# [Work instructions]
Output exactly the lines that run from the line with "of the conifer" to the end of the material, both ends included, and no other lines.

# [Records shown]
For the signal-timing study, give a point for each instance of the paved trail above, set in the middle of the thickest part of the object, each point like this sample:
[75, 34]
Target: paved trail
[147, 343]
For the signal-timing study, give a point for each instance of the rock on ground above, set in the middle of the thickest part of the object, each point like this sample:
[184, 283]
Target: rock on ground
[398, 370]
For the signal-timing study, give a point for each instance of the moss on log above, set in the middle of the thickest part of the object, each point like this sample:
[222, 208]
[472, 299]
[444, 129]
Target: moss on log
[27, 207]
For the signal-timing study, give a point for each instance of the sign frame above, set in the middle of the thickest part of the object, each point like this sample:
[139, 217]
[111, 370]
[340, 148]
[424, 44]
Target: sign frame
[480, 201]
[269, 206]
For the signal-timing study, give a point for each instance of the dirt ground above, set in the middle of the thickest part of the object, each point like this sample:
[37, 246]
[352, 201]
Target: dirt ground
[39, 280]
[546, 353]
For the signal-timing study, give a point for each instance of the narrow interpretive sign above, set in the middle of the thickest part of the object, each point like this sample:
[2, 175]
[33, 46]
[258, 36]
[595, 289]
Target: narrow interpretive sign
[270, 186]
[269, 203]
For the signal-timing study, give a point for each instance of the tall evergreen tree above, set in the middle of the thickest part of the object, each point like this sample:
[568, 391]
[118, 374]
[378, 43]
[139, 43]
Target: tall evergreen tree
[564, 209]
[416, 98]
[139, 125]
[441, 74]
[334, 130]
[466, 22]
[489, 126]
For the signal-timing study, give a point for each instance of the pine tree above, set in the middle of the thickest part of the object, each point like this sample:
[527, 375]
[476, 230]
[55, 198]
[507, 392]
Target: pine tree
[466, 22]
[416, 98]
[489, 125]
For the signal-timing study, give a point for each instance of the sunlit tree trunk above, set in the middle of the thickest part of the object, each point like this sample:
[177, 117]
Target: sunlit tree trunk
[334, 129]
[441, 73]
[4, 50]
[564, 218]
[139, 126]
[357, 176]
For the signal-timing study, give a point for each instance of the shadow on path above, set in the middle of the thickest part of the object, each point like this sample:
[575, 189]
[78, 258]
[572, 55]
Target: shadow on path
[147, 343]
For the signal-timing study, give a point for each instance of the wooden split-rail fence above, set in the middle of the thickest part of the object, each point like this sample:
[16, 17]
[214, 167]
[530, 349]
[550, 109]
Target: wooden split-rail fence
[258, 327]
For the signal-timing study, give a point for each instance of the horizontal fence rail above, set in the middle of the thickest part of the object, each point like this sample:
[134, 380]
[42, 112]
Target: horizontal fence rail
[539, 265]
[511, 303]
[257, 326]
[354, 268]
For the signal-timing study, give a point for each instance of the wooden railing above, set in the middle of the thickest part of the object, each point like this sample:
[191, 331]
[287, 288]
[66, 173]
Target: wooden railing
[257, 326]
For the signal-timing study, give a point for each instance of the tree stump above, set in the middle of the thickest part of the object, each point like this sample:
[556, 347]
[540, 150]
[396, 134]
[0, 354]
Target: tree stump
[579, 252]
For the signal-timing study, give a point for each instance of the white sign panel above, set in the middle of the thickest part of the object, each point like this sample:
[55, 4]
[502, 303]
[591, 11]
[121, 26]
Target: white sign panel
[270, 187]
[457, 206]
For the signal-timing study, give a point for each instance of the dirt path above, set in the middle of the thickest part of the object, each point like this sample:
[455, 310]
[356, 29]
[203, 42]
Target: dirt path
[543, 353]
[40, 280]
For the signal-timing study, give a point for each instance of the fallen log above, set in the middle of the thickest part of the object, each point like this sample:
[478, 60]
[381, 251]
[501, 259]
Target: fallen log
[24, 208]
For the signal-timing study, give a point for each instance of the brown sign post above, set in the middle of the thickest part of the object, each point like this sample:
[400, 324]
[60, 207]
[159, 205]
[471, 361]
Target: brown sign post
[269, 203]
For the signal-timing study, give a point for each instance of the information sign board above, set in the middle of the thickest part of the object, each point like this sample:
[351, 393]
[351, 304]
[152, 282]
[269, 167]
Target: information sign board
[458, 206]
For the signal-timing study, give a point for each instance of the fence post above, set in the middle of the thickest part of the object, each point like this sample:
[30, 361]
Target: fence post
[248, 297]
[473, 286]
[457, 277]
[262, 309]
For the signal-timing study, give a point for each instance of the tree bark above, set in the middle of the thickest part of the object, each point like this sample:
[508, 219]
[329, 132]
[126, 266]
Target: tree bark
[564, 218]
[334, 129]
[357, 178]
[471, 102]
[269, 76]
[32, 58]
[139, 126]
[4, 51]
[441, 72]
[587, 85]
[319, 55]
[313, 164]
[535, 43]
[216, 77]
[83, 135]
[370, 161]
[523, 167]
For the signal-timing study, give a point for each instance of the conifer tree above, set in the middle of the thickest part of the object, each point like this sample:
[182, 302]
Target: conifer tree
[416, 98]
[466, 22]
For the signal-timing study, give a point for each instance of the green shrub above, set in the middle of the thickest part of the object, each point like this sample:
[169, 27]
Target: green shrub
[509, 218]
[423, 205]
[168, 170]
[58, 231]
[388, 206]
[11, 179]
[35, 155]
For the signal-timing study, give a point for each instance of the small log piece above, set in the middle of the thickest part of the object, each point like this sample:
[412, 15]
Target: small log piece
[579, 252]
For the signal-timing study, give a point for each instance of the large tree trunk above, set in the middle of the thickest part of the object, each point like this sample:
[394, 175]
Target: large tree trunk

# [Answer to the task]
For the signal-timing study, give a point for each instance of the conifer tree above, set in the middle of the thickest part of the object, each point like this sample:
[182, 302]
Target: conifer tree
[416, 98]
[466, 22]
For the signal-timing study, give a point for each instance of the green shrub above, set in the middle of the thickest part of the object, each point like this sample:
[169, 27]
Target: green shrub
[509, 218]
[423, 205]
[168, 170]
[58, 231]
[388, 206]
[11, 179]
[35, 155]
For the signal-timing study, give a point for each instance of the small log piece above, set in the middle of the thickest part of the object, each point like this sample:
[412, 15]
Target: small log piece
[579, 252]
For the signal-timing study, give a point for each instance of the large tree trunk above, set in the middle of the thickest part of the object, each point like this sample:
[394, 175]
Target: large tree trunk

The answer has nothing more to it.